AVAILABLE DATA:
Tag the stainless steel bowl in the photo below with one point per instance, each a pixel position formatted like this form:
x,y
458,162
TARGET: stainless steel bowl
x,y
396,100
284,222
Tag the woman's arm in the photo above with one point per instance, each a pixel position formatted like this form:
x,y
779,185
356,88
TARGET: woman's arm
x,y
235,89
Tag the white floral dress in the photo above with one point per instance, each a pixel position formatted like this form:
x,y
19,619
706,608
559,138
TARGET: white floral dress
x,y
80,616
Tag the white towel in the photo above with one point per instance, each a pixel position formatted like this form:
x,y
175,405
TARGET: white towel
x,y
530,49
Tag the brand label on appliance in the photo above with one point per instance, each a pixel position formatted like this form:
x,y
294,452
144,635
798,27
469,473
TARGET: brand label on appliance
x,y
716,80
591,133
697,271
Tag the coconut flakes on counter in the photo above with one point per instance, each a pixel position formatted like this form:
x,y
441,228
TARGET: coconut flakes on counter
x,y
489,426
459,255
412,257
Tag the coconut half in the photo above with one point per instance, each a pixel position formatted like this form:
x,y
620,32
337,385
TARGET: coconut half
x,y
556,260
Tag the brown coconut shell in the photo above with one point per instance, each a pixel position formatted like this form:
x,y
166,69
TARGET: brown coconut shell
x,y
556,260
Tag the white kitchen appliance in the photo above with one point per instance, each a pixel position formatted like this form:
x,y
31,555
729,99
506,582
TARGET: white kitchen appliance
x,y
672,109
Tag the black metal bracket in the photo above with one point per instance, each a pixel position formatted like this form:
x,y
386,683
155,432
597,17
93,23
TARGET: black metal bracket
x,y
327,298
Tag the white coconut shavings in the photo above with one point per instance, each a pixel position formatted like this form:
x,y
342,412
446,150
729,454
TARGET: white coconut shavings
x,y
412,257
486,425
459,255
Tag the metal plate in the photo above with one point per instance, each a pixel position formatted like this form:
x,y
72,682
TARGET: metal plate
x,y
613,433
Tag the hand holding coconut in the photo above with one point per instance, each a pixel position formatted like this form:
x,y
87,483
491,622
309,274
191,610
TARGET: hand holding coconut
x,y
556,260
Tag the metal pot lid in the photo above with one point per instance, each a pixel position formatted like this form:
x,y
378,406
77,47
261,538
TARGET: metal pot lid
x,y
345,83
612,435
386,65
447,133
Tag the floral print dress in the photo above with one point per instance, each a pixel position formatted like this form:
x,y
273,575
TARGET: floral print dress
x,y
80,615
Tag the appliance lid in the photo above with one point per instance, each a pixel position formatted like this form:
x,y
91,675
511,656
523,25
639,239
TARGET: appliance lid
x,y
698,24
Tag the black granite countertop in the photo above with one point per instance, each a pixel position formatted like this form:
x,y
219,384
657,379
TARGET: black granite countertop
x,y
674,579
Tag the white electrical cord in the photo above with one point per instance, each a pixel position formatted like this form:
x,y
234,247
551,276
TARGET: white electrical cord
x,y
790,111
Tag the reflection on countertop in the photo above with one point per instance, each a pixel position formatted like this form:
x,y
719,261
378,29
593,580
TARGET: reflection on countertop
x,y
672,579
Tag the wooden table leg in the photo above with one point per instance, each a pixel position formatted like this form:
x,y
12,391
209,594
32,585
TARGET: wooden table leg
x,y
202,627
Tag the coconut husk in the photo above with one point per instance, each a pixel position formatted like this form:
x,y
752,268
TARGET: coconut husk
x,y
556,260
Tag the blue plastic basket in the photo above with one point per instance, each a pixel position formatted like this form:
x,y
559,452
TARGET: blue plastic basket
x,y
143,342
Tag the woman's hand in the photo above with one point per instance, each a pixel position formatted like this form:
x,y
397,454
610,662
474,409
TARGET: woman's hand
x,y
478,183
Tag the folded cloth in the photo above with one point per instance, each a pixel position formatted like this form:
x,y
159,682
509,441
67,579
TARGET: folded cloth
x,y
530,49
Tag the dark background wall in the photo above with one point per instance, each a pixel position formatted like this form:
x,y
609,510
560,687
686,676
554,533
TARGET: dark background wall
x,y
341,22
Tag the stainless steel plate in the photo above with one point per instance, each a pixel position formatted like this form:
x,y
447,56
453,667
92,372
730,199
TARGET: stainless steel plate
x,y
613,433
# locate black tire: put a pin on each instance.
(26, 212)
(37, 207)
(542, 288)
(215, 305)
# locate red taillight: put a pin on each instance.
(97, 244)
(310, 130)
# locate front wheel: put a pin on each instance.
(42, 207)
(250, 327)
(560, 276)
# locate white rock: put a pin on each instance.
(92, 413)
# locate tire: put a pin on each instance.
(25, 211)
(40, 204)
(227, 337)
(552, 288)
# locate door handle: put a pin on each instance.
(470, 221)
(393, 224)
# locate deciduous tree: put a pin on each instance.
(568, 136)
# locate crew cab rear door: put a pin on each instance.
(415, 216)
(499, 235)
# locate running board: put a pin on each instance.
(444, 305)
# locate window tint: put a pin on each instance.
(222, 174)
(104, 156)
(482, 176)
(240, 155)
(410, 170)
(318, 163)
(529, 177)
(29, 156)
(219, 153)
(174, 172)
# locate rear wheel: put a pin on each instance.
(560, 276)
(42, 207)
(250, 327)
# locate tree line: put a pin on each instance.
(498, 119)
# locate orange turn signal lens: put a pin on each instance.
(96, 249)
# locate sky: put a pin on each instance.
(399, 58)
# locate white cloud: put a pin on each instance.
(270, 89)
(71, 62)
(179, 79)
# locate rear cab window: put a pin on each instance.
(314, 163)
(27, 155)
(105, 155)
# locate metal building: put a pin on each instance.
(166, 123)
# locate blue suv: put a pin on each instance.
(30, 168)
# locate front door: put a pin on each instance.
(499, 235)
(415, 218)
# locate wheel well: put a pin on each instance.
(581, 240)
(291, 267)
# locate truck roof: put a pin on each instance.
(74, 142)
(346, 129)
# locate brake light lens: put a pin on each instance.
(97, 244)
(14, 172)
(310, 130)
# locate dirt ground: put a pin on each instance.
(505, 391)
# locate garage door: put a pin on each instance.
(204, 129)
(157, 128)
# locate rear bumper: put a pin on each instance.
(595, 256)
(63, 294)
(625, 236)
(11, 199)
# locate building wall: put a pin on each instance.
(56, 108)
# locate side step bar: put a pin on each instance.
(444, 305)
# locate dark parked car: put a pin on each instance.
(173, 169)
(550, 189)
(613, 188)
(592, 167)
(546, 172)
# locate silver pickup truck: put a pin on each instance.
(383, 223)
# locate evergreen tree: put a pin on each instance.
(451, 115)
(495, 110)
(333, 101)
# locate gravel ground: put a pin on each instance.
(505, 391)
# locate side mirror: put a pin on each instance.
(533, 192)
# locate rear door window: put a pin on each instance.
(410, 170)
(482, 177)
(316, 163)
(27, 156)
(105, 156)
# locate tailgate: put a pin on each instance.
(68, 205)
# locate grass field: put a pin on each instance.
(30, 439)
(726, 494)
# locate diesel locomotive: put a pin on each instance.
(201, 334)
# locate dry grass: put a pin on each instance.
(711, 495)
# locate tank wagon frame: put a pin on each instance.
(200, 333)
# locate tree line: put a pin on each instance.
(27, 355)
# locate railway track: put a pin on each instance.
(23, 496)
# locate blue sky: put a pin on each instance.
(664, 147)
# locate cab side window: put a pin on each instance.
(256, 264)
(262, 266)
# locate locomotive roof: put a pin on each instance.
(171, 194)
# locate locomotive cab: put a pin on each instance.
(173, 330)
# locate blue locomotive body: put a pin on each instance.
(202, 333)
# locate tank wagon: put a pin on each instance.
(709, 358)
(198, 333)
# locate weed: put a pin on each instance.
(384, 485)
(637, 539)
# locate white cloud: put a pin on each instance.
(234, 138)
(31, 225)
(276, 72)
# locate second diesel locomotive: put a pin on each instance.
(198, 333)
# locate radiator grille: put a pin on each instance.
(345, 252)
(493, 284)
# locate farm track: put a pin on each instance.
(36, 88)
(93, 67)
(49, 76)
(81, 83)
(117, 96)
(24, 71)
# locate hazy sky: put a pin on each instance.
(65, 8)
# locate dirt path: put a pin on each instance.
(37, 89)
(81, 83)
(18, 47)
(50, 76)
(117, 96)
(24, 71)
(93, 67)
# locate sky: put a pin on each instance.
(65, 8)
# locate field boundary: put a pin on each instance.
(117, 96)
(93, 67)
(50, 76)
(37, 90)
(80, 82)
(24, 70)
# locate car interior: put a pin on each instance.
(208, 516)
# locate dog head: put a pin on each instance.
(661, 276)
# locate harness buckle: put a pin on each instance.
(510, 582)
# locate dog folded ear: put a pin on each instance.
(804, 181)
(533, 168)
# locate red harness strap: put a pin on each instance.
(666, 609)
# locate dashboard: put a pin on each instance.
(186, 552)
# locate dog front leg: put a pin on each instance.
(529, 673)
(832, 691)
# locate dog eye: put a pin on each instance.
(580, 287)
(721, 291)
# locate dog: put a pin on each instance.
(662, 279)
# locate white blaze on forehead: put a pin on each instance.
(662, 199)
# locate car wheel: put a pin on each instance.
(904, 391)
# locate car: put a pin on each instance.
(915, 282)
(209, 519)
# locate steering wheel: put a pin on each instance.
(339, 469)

EXERCISE REQUIREMENTS:
Lines from the one containing "# locate car wheel: put" through the final line of the entries above are to be output exactly; omit all others.

OUTPUT OF THE EXERCISE:
# locate car wheel: put a pin on each instance.
(904, 391)
# locate car: put a pin on each instance.
(915, 282)
(209, 519)
# locate steering wheel: put a pin on each instance.
(339, 469)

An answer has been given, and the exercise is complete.